### What is asked
Reproduce the data below line for line, without changing anything, and omit the pictures from your reply.

### Data extract
↓↓↓
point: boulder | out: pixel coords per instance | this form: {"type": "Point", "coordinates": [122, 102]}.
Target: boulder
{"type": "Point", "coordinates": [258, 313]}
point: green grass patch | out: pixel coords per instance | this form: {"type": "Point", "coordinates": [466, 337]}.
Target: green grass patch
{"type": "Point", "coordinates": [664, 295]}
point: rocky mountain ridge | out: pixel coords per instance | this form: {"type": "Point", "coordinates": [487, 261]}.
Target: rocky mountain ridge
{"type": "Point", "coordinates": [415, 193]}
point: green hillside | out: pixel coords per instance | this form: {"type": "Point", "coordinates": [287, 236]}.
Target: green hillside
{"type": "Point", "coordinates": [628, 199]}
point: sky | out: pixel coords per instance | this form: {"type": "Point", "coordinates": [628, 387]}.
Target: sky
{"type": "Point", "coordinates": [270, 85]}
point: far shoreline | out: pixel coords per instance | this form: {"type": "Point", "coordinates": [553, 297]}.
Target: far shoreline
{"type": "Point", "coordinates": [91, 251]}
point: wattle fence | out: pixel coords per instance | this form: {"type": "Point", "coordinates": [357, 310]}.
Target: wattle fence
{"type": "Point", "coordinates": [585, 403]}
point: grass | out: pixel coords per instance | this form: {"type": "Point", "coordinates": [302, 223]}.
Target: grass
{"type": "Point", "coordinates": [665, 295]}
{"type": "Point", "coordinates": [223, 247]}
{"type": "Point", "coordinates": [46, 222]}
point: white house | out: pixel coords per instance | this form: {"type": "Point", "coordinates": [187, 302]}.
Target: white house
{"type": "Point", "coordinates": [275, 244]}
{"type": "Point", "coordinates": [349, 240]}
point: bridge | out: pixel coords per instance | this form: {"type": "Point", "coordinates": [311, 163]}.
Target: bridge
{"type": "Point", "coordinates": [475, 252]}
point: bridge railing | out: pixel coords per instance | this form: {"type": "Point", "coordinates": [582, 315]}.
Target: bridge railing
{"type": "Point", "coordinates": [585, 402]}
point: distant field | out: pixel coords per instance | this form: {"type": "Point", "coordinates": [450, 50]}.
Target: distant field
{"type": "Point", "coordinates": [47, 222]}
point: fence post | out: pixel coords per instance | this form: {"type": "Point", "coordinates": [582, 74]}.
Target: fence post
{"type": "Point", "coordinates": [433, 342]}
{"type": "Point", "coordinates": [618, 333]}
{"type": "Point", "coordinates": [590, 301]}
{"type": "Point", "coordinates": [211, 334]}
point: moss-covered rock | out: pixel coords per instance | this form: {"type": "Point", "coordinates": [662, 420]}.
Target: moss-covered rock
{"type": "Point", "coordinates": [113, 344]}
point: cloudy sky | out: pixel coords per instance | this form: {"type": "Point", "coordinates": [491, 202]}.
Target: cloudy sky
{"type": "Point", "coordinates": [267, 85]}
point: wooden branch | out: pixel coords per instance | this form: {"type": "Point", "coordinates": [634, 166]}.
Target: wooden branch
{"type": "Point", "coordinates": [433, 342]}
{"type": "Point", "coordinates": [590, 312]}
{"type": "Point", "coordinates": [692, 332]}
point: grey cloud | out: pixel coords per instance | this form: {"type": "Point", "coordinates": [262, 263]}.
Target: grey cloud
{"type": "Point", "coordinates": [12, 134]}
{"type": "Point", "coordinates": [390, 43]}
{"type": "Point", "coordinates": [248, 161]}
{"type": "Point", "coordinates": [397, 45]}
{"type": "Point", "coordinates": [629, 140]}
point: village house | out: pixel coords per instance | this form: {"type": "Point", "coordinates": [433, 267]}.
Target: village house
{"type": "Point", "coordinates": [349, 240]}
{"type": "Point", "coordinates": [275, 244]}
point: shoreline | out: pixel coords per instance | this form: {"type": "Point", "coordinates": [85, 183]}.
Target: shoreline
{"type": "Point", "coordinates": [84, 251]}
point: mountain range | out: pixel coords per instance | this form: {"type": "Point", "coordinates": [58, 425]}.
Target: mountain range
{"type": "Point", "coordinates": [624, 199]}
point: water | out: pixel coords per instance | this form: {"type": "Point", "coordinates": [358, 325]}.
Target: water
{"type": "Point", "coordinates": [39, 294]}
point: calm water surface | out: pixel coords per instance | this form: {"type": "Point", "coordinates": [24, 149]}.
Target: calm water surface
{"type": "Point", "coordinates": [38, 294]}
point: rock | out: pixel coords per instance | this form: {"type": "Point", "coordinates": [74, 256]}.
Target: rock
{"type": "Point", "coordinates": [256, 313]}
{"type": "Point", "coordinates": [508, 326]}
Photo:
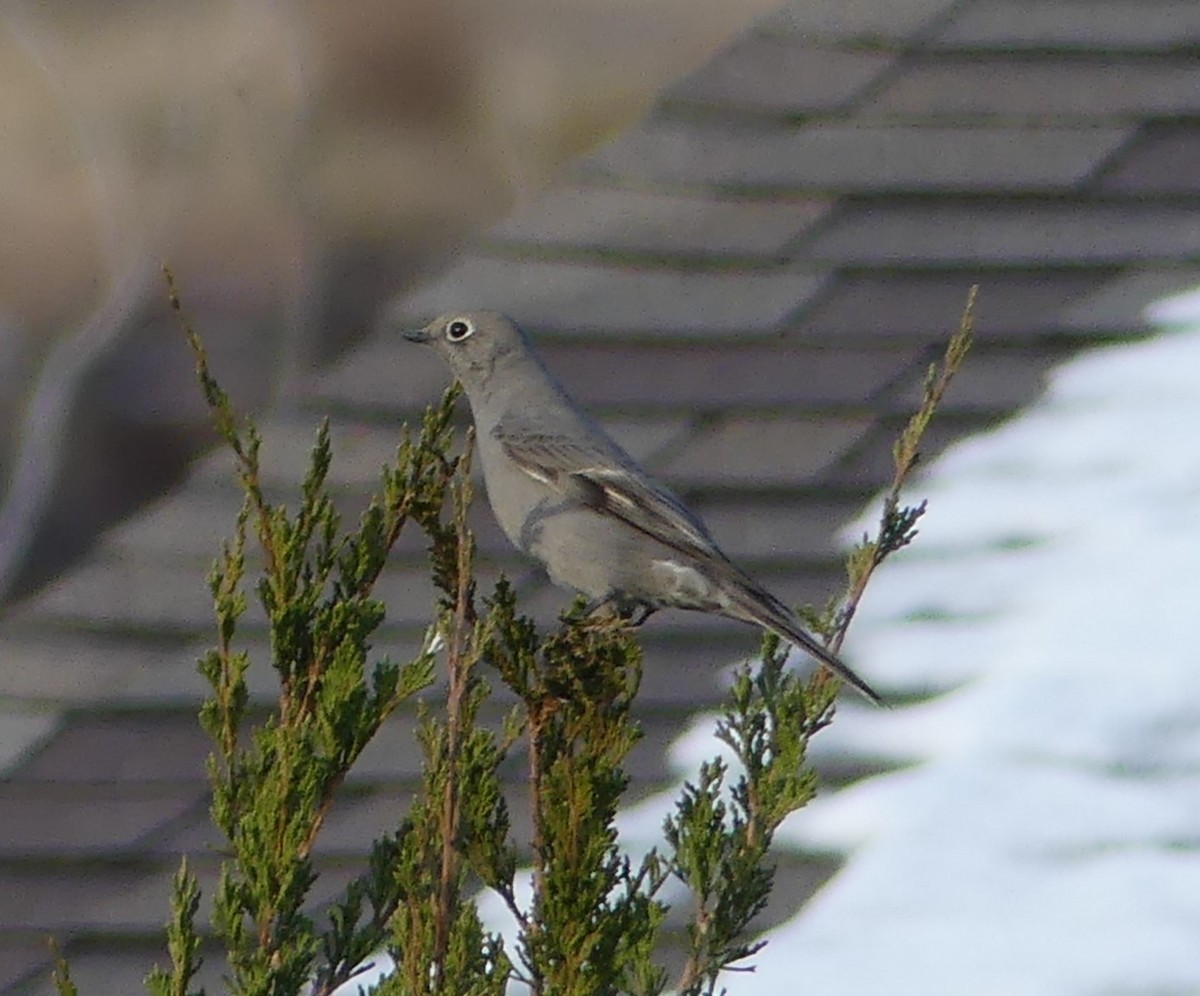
↑↑↑
### The output
point: boulder | out: pixel coords per instance | this form: {"type": "Point", "coordinates": [122, 102]}.
Target: boulder
{"type": "Point", "coordinates": [258, 313]}
point: green grass patch | out: pixel coords per instance | this form: {"type": "Point", "coordinates": [466, 337]}.
Target: green grass patch
{"type": "Point", "coordinates": [664, 295]}
point: rocky mountain ridge | out: pixel coords per instance | this form: {"type": "Point", "coordinates": [487, 261]}.
Target: rocky mountain ridge
{"type": "Point", "coordinates": [415, 193]}
point: green hillside | out: pixel coords per instance | this form: {"type": "Point", "coordinates": [287, 236]}.
Target: green hillside
{"type": "Point", "coordinates": [628, 199]}
point: sky | out: pixel coords per instance | this form: {"type": "Point", "coordinates": [628, 387]}.
Target: sky
{"type": "Point", "coordinates": [270, 85]}
point: far shoreline | out: pixel coords per instance | this form: {"type": "Point", "coordinates": [553, 297]}.
Target: far shoreline
{"type": "Point", "coordinates": [91, 251]}
point: wattle fence | out: pixel coords per instance | this form: {"type": "Point", "coordinates": [357, 310]}.
Target: wattle fence
{"type": "Point", "coordinates": [585, 403]}
point: grass | out: pixel coords per instance | this form: {"type": "Point", "coordinates": [302, 223]}.
Target: grass
{"type": "Point", "coordinates": [665, 295]}
{"type": "Point", "coordinates": [223, 247]}
{"type": "Point", "coordinates": [46, 222]}
point: white house | out: pixel coords per instance | this form: {"type": "Point", "coordinates": [187, 302]}.
Target: white house
{"type": "Point", "coordinates": [275, 244]}
{"type": "Point", "coordinates": [349, 240]}
point: bridge | out: pixel coords per instance | this form: {"type": "Point", "coordinates": [311, 163]}.
Target: bridge
{"type": "Point", "coordinates": [475, 252]}
point: bridge railing | out: pixel coords per instance | this form: {"type": "Point", "coordinates": [582, 315]}.
Target: bridge railing
{"type": "Point", "coordinates": [585, 402]}
point: distant field | out: pixel coords per instance | this form: {"type": "Point", "coordinates": [450, 50]}.
Target: distant field
{"type": "Point", "coordinates": [47, 222]}
point: fence post | out: pixel coords per instance | this form: {"type": "Point", "coordinates": [582, 74]}.
Target: fence post
{"type": "Point", "coordinates": [433, 342]}
{"type": "Point", "coordinates": [618, 333]}
{"type": "Point", "coordinates": [590, 301]}
{"type": "Point", "coordinates": [211, 334]}
point: moss-covered rock | out: pixel coords per instance | this form: {"type": "Point", "coordinates": [662, 420]}.
Target: moss-covered rock
{"type": "Point", "coordinates": [113, 344]}
point: cloudy sky | out: pixel coords per instance | this form: {"type": "Point", "coordinates": [491, 202]}.
Target: cloudy sky
{"type": "Point", "coordinates": [267, 85]}
point: wooden branch | out: pixel coords per instance | this form: {"type": "Point", "coordinates": [634, 166]}.
Target: wooden branch
{"type": "Point", "coordinates": [433, 342]}
{"type": "Point", "coordinates": [590, 312]}
{"type": "Point", "coordinates": [692, 332]}
point: grey cloud | out: pixel coords per instance | this form: {"type": "Point", "coordinates": [262, 263]}.
Target: grey cloud
{"type": "Point", "coordinates": [12, 134]}
{"type": "Point", "coordinates": [390, 43]}
{"type": "Point", "coordinates": [248, 161]}
{"type": "Point", "coordinates": [397, 45]}
{"type": "Point", "coordinates": [629, 140]}
point: village house | out: pixel coords per instance | this form: {"type": "Point", "coordinates": [433, 267]}.
Target: village house
{"type": "Point", "coordinates": [349, 240]}
{"type": "Point", "coordinates": [275, 244]}
point: shoreline | out: pixel coords per instance | this form: {"type": "Point", "coordinates": [85, 183]}.
Target: shoreline
{"type": "Point", "coordinates": [84, 251]}
point: mountain range | out: pixel coords per instance | this form: {"type": "Point", "coordinates": [58, 425]}.
Target: mountain range
{"type": "Point", "coordinates": [624, 199]}
point: water | out: pixel coords per instance | this form: {"type": "Point", "coordinates": [358, 325]}.
Target: water
{"type": "Point", "coordinates": [39, 294]}
point: calm water surface | out: pixel coords per instance | this form: {"type": "Point", "coordinates": [24, 149]}.
Target: calm water surface
{"type": "Point", "coordinates": [38, 294]}
point: rock | out: pixel coords per instance | this form: {"type": "Point", "coordinates": [74, 256]}.
Target: rock
{"type": "Point", "coordinates": [256, 313]}
{"type": "Point", "coordinates": [508, 326]}
Photo:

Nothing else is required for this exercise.